-- Task details --
Present every line of the material below as a numbered list, omitting any blank lines.

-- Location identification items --
·····

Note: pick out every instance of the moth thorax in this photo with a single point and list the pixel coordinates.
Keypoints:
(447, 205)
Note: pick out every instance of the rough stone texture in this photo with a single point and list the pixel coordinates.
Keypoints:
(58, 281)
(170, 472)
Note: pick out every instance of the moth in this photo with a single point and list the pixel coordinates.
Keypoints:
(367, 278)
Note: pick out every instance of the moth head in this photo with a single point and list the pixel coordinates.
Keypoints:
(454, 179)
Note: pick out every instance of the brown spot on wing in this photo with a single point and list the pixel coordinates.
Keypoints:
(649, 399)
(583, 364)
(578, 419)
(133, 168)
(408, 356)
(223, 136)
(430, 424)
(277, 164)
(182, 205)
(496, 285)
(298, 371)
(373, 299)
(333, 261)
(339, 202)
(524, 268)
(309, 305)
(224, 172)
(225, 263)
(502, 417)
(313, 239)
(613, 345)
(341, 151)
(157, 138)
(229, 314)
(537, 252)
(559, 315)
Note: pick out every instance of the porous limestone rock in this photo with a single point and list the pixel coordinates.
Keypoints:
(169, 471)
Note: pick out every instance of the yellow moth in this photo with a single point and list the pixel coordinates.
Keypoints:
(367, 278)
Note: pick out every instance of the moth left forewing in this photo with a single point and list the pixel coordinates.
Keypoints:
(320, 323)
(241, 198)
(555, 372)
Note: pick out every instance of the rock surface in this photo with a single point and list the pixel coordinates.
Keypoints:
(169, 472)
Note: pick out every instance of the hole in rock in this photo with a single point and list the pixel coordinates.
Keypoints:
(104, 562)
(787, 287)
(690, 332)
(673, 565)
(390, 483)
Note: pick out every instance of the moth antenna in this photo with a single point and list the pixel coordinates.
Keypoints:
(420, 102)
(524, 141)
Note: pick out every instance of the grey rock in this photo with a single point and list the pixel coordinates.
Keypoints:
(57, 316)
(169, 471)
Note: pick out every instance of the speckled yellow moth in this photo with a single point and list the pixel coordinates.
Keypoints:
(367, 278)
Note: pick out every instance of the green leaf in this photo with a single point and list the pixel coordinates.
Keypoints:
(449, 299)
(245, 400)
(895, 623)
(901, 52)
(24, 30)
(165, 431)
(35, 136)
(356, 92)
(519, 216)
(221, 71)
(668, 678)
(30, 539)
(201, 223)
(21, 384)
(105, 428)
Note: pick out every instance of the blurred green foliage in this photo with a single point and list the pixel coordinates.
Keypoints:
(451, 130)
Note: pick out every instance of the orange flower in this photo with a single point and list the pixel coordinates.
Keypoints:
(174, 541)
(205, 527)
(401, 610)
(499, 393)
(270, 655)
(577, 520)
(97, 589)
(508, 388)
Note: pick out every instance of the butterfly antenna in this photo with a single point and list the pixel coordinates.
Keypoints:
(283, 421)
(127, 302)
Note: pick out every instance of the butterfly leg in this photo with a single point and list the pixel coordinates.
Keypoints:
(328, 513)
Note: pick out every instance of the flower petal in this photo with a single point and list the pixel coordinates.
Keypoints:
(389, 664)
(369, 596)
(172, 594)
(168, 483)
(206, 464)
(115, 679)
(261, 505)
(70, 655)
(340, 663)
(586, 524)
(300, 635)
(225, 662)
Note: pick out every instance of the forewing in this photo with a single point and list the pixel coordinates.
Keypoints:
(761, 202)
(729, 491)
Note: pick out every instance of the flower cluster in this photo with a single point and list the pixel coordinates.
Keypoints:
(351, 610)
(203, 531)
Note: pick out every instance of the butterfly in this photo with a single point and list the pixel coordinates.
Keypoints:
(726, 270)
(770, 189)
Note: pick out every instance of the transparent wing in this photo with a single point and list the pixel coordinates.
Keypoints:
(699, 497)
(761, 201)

·····

-- Exercise result --
1. Note: pick out every instance of the moth thorax in this photo with a single point and list the pixel coordinates.
2. Keypoints:
3. (447, 205)
4. Note: pick out every instance of the rough stone texture in this photo with a single point and list the pixel coordinates.
5. Keypoints:
6. (58, 281)
7. (170, 472)
8. Note: pick out every instance of the moth in this photo with a single point and list the pixel coordinates.
9. Keypoints:
10. (367, 278)
11. Note: pick out every instance of the moth head in this photo with a single point and list the pixel coordinates.
12. Keypoints:
13. (454, 179)
14. Note: pick out every instance of the brown spot on wing in this photo with a single point and list the pixel coordinates.
15. Keypoints:
16. (649, 399)
17. (583, 364)
18. (578, 419)
19. (133, 168)
20. (408, 356)
21. (223, 136)
22. (430, 424)
23. (277, 164)
24. (182, 205)
25. (496, 285)
26. (298, 371)
27. (373, 299)
28. (333, 261)
29. (339, 202)
30. (524, 268)
31. (309, 305)
32. (224, 172)
33. (225, 263)
34. (502, 417)
35. (313, 239)
36. (613, 345)
37. (341, 151)
38. (157, 138)
39. (229, 314)
40. (537, 252)
41. (559, 315)
42. Note: pick out every instance of the porous limestone rock in this photo with a single point and list the pixel coordinates.
43. Keypoints:
44. (169, 471)
45. Note: pick out every instance of the yellow moth in this photo with a single point and list the pixel coordinates.
46. Keypoints:
47. (367, 278)
48. Note: pick out every instance of the moth left forewing in this photo with a single point and list the pixel coordinates.
49. Keypoints:
50. (320, 323)
51. (241, 198)
52. (555, 372)
53. Note: pick out every instance of the rock surface in this photo with a single point and list the pixel coordinates.
54. Keypoints:
55. (169, 472)
56. Note: pick out every instance of the hole in rock in this photo with a single point and list the pixel coordinates.
57. Keypoints:
58. (104, 562)
59. (787, 287)
60. (690, 332)
61. (673, 565)
62. (390, 483)
63. Note: pick out every instance of the moth antenna in this photo with a single point and list the pixel coordinates.
64. Keypoints:
65. (420, 102)
66. (524, 141)
67. Note: pick out every instance of the grey rock in this photo with a single point and list the pixel coordinates.
68. Keypoints:
69. (57, 316)
70. (169, 471)
71. Note: pick out every instance of the speckled yellow moth in this photo with a single point and list the pixel coordinates.
72. Keypoints:
73. (367, 278)
74. Note: pick out every instance of the green leaf in this photo with a single point and list the pixel coordinates.
75. Keypoints:
76. (449, 299)
77. (245, 400)
78. (895, 623)
79. (901, 52)
80. (24, 30)
81. (165, 431)
82. (35, 136)
83. (356, 92)
84. (519, 216)
85. (221, 71)
86. (668, 678)
87. (30, 539)
88. (201, 223)
89. (21, 384)
90. (105, 428)
91. Note: pick out every instance of the blurred green foliage in this photo with a single point and list the pixel coordinates.
92. Keypoints:
93. (451, 130)
94. Note: pick out every instance of the orange flower in this photo with a single point and list the pixel coordinates.
95. Keypoints:
96. (174, 541)
97. (205, 527)
98. (401, 610)
99. (499, 393)
100. (270, 655)
101. (577, 520)
102. (97, 589)
103. (508, 388)
104. Note: pick out every instance of the butterfly antenna in this photo with a single point and list the pixel coordinates.
105. Keypoints:
106. (283, 421)
107. (127, 302)
108. Note: pick out every instance of the butterfly leg in this photo with a single point and list the pixel coordinates.
109. Keypoints:
110. (328, 513)
111. Note: pick out every instance of the flower petal in this photo with a single point and list the pixel coordinates.
112. Keypoints:
113. (389, 664)
114. (369, 596)
115. (172, 594)
116. (168, 483)
117. (206, 464)
118. (115, 679)
119. (261, 505)
120. (70, 655)
121. (340, 663)
122. (586, 524)
123. (300, 635)
124. (225, 662)
125. Note: pick out every instance of the forewing in this photo with a single point and list the pixel coordinates.
126. Keypoints:
127. (761, 202)
128. (729, 491)
129. Note: pick out every instance of the flower cluster in this photo with a single point and list the pixel coordinates.
130. Keypoints:
131. (351, 610)
132. (203, 531)
133. Note: pick out every instance of the butterfly in this photo with a single point and list the pixel coordinates.
134. Keypoints:
135. (726, 270)
136. (770, 189)
137. Note: pick out every instance of the transparent wing in this photo with a single point and list the pixel coordinates.
138. Keypoints:
139. (699, 497)
140. (761, 201)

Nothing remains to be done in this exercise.